問題 1 =>
法人の確定申告に関する本文を読み、次の問いに答えてください。
(a) 法人の確定申告は、いつまでに行うことが求められていますか。
(b) 法人税の確定申告に必要な書類はいくつありますか。
(c) 法人住民税は、何と何の総称ですか。
問題 2 =>
次の各記述が法人の確定申告に関する本文の内容と合っているかを判断してください。答えは「はい」か「いいえ」とし、根拠となる本文の語句をそのまま引用してください。
(a) 法人税で課税される所得とは、会社の利益そのものである。
(b) 提出書類の「付表」は、一般課税か簡易課税かによってフォーマットが異なる。
(c) 簡易課税では、実際の支払分に生じた消費税を差し引いて計算する。
問題 3 => 法人の確定申告に関する本文を、最後の文の後から引き継いで書き進めてください。

本文 =>
>>>>>
法人の確定申告では、法人税、消費税、法人住民税、法人事業税の4つの種類があります。いずれの場合は事業年度終了後2カ月以内の申告が求められているため、決算終了後は速やかに申告準備を始めましょう。
【税別】法人の確定申告にはなにが必要?
法人の確定申告は、次の4つの種類があります。
- 法人税
- 消費税
- 法人住民税
- 法人事業税
それぞれの申告に必要な書類を解説します。
法人税の確定申告に必要な書類
法人税の確定申告に必要な書類は、次の5つです。
- 法人税申告書及び地方法人税申告書(各種別表)
- 法人事業概況説明書もしくは会社事業概況書
- 勘定科目内訳明細書
- 決算報告書
- 適用額明細書(必要な場合)
法人税とは「各事業年度で得られた所得に対して課される税金」を指します。法人税で課税される所得とは、会社の利益ではなく、益金から損金を差し引いた金額です。 益金・損金は、会計上の収益・費用をベースにして、法人税の税法に従って細かい調整を行いながら算出します。
消費税の確定申告に必要な書類
消費税の確定申告に必要な書類は、会社で取り入れている仕入れの消費税額の計算方法により異なります。
「一般課税」は実際の売上分の消費税から実際の支払分に生じた消費税を差し引く計算法です。一般課税の場合の書類は、以下のとおりです。
- 消費税及び地方消費税の確定申告書(一般課税用)
- 付表2 または 付表1および付表2−(2)
- 消費税の還付申告に関する明細書(還付申告の場合)
「簡易課税」は実際の売上分の消費税に、支払分にかかるとみなした消費税分を差し引く計算法になります。簡易課税の場合の書類は以下のとおりです。
- 消費税及び地方消費税の確定申告書(簡易課税用)
- 付表5 または 付表4および付表5-(2)
消費税は「物品やサービスを消費した際に課税される税金」を指します。国内でおこなわれる物品の販売やサービスの提供は、ほぼすべてが課税の対象です。 提出書類の「付表」とは、税率の異なる消費税の計算表で、一般課税か簡易課税かによりフォーマットが異なります。
法人住民税の確定申告に必要な書類
法人住民税の確定申告に必要な書類は、次のとおりです。
- 自治体(道府県民税・市町村民税)の申告書
- 別表(必要な場合)
法人住民税とは「法人都道府県民税」と「法人市町村民税」の総称です。法人の事業所がある自治体に納める地方税の1種です。
個人が住居のある都道府県や市町村に住民税を支払うように、法人も事業所を構える自治体に住民税を支払います。納税を通じて、行政サービスに必要な経費を負担する仕組みです。
<<<<<
(保存済みの記録)
>>>>>
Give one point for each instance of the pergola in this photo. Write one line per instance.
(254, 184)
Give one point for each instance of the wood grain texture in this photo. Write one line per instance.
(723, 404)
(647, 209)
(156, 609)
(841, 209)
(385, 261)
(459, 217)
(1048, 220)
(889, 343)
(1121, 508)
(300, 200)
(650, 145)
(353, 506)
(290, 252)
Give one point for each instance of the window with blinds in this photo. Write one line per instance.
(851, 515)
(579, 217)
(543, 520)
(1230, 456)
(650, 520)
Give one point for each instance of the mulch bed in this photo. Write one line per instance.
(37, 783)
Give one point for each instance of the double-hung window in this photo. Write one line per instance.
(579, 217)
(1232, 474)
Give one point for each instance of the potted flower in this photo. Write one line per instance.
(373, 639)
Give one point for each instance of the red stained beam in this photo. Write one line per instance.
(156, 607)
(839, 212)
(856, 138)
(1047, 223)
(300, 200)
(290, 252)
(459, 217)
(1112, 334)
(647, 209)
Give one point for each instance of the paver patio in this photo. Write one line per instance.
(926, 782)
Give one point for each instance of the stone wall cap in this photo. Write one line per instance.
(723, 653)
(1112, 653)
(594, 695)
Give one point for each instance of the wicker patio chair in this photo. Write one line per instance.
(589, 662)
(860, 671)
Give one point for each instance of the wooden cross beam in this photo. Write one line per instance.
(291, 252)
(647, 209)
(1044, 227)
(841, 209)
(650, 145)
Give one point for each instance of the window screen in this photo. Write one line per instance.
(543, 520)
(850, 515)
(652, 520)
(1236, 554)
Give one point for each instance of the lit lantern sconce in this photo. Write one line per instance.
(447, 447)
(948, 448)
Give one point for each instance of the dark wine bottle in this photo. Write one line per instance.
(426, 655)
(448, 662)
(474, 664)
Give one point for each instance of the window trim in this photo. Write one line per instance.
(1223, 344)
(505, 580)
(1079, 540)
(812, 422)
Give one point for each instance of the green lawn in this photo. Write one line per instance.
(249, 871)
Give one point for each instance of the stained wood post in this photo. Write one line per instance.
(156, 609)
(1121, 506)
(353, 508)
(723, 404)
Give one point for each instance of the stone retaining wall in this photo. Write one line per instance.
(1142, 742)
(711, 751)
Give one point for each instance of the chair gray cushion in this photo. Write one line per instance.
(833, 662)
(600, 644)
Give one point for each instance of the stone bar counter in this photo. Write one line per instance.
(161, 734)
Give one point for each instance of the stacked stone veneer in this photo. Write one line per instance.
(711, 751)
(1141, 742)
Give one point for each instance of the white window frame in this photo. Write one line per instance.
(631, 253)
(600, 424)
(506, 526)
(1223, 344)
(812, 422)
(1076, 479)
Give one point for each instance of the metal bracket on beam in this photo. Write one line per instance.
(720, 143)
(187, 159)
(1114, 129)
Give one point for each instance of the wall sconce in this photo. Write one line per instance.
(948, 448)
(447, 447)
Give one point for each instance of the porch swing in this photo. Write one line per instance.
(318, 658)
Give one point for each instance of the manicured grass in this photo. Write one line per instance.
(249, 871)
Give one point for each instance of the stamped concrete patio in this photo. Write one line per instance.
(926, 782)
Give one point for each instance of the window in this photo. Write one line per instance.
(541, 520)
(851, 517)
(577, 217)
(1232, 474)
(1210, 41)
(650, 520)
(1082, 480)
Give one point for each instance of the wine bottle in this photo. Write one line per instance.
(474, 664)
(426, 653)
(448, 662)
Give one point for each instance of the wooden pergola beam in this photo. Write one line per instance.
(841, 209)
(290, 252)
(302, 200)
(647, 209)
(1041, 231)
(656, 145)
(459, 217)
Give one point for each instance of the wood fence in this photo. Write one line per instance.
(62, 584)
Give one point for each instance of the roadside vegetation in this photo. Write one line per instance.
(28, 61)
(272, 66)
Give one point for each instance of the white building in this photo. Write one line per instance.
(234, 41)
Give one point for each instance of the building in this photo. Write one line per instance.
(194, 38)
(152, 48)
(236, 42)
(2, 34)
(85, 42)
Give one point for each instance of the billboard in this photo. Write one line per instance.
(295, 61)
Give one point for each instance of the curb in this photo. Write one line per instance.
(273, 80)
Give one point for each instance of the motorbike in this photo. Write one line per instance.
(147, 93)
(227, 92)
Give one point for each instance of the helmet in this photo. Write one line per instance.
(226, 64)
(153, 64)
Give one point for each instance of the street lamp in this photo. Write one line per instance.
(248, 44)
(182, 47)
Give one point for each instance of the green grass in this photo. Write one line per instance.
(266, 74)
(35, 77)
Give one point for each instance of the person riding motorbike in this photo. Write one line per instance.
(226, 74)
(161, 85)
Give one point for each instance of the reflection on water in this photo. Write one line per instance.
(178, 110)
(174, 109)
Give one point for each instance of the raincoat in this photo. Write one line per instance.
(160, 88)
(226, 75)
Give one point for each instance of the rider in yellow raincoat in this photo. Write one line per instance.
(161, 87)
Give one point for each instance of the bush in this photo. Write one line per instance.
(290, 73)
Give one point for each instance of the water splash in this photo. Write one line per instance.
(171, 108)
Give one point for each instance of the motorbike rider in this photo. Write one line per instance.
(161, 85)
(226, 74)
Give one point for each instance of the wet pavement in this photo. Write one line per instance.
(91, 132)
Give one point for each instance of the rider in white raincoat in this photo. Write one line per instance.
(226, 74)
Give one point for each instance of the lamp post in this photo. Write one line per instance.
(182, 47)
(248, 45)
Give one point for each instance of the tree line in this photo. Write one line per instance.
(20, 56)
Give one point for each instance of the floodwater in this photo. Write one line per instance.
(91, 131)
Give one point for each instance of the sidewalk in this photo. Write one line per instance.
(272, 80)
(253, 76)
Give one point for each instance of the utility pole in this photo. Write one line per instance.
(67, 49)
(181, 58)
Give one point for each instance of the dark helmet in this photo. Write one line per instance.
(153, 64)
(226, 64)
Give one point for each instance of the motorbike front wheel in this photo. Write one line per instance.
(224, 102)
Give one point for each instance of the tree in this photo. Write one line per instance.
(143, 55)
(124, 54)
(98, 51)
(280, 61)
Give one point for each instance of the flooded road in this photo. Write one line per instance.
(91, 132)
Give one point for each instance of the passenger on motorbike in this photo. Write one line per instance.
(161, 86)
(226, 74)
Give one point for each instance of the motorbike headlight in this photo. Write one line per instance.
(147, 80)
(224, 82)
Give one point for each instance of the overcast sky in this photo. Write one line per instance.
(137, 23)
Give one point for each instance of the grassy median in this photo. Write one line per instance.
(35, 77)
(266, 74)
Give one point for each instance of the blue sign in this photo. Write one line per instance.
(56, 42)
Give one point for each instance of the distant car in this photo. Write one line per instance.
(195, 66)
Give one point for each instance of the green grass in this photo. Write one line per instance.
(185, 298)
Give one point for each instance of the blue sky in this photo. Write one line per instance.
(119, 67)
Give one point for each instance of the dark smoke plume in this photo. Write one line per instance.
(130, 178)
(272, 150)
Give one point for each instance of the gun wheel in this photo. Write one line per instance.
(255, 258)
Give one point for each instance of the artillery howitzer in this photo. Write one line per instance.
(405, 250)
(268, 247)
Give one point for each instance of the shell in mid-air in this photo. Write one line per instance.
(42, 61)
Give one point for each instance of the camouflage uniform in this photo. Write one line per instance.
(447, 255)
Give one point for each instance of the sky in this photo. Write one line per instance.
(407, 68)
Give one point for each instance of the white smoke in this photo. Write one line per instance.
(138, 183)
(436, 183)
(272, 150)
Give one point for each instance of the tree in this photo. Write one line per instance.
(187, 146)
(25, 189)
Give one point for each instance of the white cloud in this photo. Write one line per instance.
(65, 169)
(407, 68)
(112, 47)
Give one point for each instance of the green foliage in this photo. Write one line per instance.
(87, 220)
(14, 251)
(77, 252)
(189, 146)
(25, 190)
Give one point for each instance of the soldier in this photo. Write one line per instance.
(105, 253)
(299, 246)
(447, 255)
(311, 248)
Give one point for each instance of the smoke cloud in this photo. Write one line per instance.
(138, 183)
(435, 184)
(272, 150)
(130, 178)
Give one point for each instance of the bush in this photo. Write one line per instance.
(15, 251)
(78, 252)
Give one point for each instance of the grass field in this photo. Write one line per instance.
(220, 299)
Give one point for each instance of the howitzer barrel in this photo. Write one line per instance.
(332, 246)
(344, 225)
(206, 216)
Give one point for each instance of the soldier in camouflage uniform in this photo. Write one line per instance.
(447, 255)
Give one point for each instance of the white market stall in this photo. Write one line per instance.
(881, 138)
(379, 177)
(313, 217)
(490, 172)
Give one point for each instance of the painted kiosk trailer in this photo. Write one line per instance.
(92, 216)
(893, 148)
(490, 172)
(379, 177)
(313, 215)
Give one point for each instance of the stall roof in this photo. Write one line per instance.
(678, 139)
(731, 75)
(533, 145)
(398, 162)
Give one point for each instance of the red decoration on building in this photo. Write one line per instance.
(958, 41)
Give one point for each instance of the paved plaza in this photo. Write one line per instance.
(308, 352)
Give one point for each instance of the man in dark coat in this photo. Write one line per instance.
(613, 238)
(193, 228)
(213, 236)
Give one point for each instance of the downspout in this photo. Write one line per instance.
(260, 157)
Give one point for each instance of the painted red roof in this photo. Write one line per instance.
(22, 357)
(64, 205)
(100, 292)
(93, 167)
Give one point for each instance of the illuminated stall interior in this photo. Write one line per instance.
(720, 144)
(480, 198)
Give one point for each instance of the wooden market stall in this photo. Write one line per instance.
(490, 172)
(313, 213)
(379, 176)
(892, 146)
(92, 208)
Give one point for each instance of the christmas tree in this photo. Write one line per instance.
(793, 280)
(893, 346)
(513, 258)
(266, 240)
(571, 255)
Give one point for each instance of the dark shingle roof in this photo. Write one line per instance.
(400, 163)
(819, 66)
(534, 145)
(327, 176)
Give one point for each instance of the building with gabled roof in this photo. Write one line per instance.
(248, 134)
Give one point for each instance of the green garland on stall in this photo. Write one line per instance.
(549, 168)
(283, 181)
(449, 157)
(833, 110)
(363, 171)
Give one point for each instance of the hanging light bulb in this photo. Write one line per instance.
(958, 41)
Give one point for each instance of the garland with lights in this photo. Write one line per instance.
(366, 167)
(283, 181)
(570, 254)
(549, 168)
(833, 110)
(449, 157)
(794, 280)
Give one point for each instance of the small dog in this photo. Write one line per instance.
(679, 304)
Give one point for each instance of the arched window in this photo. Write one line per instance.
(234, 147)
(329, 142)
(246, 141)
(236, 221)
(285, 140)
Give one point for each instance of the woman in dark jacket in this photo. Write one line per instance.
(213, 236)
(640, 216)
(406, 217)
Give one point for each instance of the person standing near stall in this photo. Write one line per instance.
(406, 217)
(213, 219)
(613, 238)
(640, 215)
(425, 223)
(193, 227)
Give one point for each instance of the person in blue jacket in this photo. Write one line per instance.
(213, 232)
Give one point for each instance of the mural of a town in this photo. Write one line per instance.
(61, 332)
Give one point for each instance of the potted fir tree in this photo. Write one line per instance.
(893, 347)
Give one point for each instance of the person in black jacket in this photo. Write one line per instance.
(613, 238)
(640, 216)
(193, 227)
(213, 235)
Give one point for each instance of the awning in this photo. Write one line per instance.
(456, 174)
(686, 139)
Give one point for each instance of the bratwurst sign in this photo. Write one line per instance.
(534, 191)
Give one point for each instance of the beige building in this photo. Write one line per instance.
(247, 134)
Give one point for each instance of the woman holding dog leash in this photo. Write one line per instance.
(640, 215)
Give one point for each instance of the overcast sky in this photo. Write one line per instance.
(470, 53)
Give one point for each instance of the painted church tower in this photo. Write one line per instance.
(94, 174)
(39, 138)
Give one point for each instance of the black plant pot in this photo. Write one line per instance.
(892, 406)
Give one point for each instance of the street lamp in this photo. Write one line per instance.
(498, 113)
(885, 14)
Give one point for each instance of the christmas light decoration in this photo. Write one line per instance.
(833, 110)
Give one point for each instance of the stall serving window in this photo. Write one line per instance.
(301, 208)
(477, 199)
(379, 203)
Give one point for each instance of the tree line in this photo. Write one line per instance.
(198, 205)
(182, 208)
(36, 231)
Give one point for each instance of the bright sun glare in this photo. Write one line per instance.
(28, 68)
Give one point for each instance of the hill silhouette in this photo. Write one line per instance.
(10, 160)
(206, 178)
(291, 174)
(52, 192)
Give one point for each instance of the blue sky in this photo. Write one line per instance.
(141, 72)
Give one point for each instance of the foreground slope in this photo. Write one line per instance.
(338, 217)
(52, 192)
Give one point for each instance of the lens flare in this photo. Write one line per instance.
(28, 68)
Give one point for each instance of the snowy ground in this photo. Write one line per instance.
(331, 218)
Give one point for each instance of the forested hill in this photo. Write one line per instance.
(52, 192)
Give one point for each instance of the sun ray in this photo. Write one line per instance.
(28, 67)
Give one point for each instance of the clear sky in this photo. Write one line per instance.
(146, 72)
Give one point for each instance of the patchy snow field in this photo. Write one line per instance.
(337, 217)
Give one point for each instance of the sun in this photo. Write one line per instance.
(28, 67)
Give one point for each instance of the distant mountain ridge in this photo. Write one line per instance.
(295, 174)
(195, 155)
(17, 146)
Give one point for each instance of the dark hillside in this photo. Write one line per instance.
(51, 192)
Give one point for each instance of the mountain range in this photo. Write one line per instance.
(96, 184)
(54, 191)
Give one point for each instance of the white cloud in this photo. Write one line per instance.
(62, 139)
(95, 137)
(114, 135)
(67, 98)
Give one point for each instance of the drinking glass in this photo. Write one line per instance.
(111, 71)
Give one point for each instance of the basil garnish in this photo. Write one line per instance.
<<<<<
正解 1 =>
(a) 事業年度終了後2カ月以内です。
(b) 5つです。
(c) 「法人都道府県民税」と「法人市町村民税」の総称です。

正解 2 =>
(a) いいえ。「法人税で課税される所得とは、会社の利益ではなく、益金から損金を差し引いた金額です。」
(b) はい。「一般課税か簡易課税かによりフォーマットが異なります。」
(c) いいえ。「支払分にかかるとみなした消費税分を差し引く計算法になります。」

正解 3 =>
法人事業税の確定申告に必要な書類
法人事業税の確定申告に必要な書類は、次のとおりです。
- 法人事業税の申告書
- 別表(必要な場合のみ)
法人事業税は、法人が事業のために利用している公共施設や公共サービスに対して課せられる税金です。道路や港湾、消防、警察などが該当します。
法人の事業所得に対して地方自治体が課す地方税の1種です。当該都道府県に事業所を設けて事業をおこなう法人、収益事業のある人格のない社団や財団が納税者にあたります。法人事業税は、原則的に所得が赤字の場合は納付義務がありません。
法人の確定申告の手順
法人の確定申告の手順は、次の4ステップです。
- 取引記帳
- 決算整理
- 決算書作成
- 申告書作成・提出
手順1. 取引記帳
法人の確定申告には取引記帳が必要です。取引記帳は、期間内におこなわれた取引を記録した帳簿を指します。取引記帳は、確定申告のためにまとめておこなうより、日々継続的におこなうことが理想です。
決算終了後にすべてを記帳すると、作業量が膨大になり時間がかかります。ミスを減らし正確に申告するためにも、日ごろからこまめな記帳を心がけましょう。
手順2. 決算整理
記帳作業完了後、決算整理をおこないます。決算整理とは、次の事業年度に会計を引き継ぐため、期を分けて整理する作業です。とくに入金や支払いが期をまたぐ取引がある場合、仕分けをおこない帳簿を変更します。
決算整理には、資産の棚卸をおこない在庫の原価を把握する作業も含まれます。固定資産の減価償却も決算整理の一部です。
手順3. 決算書作成
取引記帳、決算整理が完了したら、決算書を作成します。決算書は、企業の収支や財産状況など、決算整理をとおして明確になった金額を記載する書類です。
決算書のなかには、次の書類が含まれます。
- 貸借対照表(B/S)
- 損益計算書(P/L)
- 株主資本等変動計算書(S/S)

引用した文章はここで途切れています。